THE PROBLEM - Give back only the lines in the records below from the one with "x=409 y=292" to the one with "of the dresser", both inclusive, word for word.

RECORDS PROVIDED -
_ _ _ _ _ _ _

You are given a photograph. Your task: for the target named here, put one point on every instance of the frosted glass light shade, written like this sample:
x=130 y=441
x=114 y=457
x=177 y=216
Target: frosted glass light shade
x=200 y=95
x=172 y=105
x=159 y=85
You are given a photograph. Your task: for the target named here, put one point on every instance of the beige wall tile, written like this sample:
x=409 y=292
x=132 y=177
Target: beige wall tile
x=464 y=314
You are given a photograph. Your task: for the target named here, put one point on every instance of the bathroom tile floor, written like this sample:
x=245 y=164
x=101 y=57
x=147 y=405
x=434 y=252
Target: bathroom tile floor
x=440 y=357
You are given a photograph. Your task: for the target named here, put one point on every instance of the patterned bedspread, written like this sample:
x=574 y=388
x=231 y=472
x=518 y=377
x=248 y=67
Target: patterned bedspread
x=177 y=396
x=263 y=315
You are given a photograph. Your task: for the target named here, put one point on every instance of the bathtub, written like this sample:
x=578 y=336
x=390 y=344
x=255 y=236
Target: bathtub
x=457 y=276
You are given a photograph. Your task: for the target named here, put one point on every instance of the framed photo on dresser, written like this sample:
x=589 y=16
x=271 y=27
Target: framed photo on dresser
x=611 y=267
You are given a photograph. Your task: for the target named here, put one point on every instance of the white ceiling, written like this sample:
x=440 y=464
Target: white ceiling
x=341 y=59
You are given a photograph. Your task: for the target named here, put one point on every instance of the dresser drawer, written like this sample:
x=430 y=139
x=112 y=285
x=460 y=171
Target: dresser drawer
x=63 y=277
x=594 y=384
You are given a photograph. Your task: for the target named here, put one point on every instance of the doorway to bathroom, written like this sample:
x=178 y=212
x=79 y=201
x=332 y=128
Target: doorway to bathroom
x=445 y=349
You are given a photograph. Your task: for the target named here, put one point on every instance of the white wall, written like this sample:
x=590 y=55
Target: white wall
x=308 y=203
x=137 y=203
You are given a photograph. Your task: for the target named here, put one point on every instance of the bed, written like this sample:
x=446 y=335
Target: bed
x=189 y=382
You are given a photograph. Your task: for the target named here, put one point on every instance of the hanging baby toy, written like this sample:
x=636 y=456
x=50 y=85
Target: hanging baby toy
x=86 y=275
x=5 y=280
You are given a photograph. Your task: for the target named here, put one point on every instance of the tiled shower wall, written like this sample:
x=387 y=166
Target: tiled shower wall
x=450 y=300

_ _ _ _ _ _ _

THE COMPLETED TASK -
x=409 y=292
x=132 y=177
Target: beige wall tile
x=464 y=314
You are given a photograph. Your task: for the target named here, put one point on every instance of the bathroom tile floor, written like this sample:
x=245 y=164
x=101 y=57
x=147 y=405
x=434 y=252
Target: bathroom tile floor
x=440 y=357
You are given a photograph. Your task: for the target named here, put one point on every instance of the patterned bedspread, written like this sample:
x=574 y=388
x=231 y=472
x=518 y=377
x=248 y=67
Target: patterned bedspread
x=177 y=396
x=263 y=315
You are given a photograph. Your task: for the target named here, put one point on every instance of the bathtub, written like this sample:
x=578 y=336
x=390 y=344
x=255 y=236
Target: bathtub
x=457 y=276
You are given a photograph. Your task: for the target named here, put one point on every instance of the framed photo on dresser, written like this sample:
x=589 y=16
x=271 y=27
Target: framed photo on dresser
x=611 y=267
You are given a photograph. Your task: for the target named here, put one point on every instance of the white ceiling, written like this sample:
x=440 y=464
Target: white ceiling
x=341 y=59
You are given a photograph. Your task: for the target named here, put one point on every instance of the dresser drawer, written like this sample:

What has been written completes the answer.